== Document extract

Illustration by Adelaide Tyrol
To see a stream’s smallest inhabitants, lie on a flat rock and duck your head underwater. A mask and snorkel help. You’ll be assailed by the effervescence of rushing water, the sibilance of shifting sand, the rhythmic knocking of unbalanced stones. If you’re lucky, you’ll see one streamlined brook creature that possesses such symmetrical perfection it’s hard to believe it is alive: the water penny.
At less than a half inch in diameter, and ranging in color from tan to green to brownish black, the water penny bears a faint resemblance to a prehistoric trilobite stuck to the side of an underwater rock. The small, speckled, oval body, perhaps tucked away in a crack or under a stone, echoes the dappled texture of the jumbled rocks that form its habitat.
A water penny is the larva of the riffle beetle, which, as an adult, looks much like other “average” beetles. Riffle beetles are basically terrestrial but stay close to streams and water-splashed rocks protruding above the turbulent surface. Sometimes they bask in the sun on a dry rock, but often they crawl about underwater, making use of the insect version of scuba gear: they breathe from a blanket of air trapped in the water-repellent hairs that clothe their bodies. Their large claws grip rocks to keep them from being swept away in the swift current.

====
== Data extract

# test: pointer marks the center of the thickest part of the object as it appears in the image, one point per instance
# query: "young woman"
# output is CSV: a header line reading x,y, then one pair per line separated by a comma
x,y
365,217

====

Tasks:
(1) From the water penny article, retype everything from "Illustration by Adelaide" down to "the water penny.".
(2) According to the water penny article, the water penny is the larva of which insect?

Results of the tasks:
(1)
Illustration by Adelaide Tyrol
To see a stream’s smallest inhabitants, lie on a flat rock and duck your head underwater. A mask and snorkel help. You’ll be assailed by the effervescence of rushing water, the sibilance of shifting sand, the rhythmic knocking of unbalanced stones. If you’re lucky, you’ll see one streamlined brook creature that possesses such symmetrical perfection it’s hard to believe it is alive: the water penny.

(2) The riffle beetle.